**Required task**.
Will you give every entry again exactly as it stands?
** Start of Records supplied **
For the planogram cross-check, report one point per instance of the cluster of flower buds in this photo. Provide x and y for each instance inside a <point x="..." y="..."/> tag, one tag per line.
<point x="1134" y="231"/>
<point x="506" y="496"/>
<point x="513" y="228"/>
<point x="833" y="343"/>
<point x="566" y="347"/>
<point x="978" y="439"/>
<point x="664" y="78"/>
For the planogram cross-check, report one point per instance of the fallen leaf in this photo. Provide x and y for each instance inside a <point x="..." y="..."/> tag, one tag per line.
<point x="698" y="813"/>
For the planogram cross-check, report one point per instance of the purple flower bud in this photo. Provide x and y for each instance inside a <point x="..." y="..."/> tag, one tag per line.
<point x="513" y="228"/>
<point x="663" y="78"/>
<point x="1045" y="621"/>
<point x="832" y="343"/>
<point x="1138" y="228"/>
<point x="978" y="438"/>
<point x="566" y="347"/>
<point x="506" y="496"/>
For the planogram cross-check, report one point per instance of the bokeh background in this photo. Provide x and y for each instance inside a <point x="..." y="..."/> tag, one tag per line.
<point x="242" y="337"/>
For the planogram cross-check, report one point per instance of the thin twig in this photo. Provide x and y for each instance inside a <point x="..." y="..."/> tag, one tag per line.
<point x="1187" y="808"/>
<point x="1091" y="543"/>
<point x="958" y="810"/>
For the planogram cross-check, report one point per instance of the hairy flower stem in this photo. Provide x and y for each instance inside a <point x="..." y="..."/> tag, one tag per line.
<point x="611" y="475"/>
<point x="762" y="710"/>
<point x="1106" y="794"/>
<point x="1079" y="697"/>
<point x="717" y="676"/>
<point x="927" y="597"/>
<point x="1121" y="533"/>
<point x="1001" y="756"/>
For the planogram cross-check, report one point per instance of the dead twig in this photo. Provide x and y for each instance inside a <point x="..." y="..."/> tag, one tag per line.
** End of Records supplied **
**Exercise output**.
For the planogram cross-check, report one point per instance of the cluster of flower buds in this photo. Provide x and y for each instance inside a <point x="..." y="..."/> tag, one tag per line.
<point x="1134" y="231"/>
<point x="506" y="496"/>
<point x="513" y="228"/>
<point x="833" y="343"/>
<point x="566" y="347"/>
<point x="978" y="439"/>
<point x="664" y="78"/>
For the planogram cross-check, report one point per instance of the fallen leaf in this photo. Provide x and y for each instance inside a <point x="..." y="..."/> tag, one tag per line.
<point x="698" y="813"/>
For the planogram cross-check, report one point per instance of the purple flower bud in this photo. Provide x and y for each instance inside a <point x="..." y="..."/> tag, one tag per line.
<point x="513" y="228"/>
<point x="663" y="78"/>
<point x="1045" y="621"/>
<point x="832" y="343"/>
<point x="1138" y="228"/>
<point x="978" y="438"/>
<point x="566" y="347"/>
<point x="506" y="496"/>
For the planogram cross-check, report one point per instance of the bokeh background in this photo. Provide x and y for each instance inside a <point x="..." y="..."/> tag, one tag per line.
<point x="242" y="337"/>
For the planogram cross-check, report one point per instance of the thin twig in this photo. Provide x and y for each instance inside a <point x="..." y="..."/> tag, one tag per line.
<point x="1187" y="808"/>
<point x="1091" y="543"/>
<point x="958" y="810"/>
For the planogram cross-check, report one point per instance of the hairy flower stem in this photo. Provide x and y for each instance inside a <point x="..." y="..."/> tag, one tag per line.
<point x="611" y="475"/>
<point x="762" y="710"/>
<point x="1106" y="794"/>
<point x="1079" y="697"/>
<point x="717" y="676"/>
<point x="927" y="597"/>
<point x="1121" y="533"/>
<point x="1001" y="756"/>
For the planogram cross-check, report one point per instance of the dead twig in this photo. Provide x and y for each instance inside a <point x="..." y="..."/> tag, one tag per line.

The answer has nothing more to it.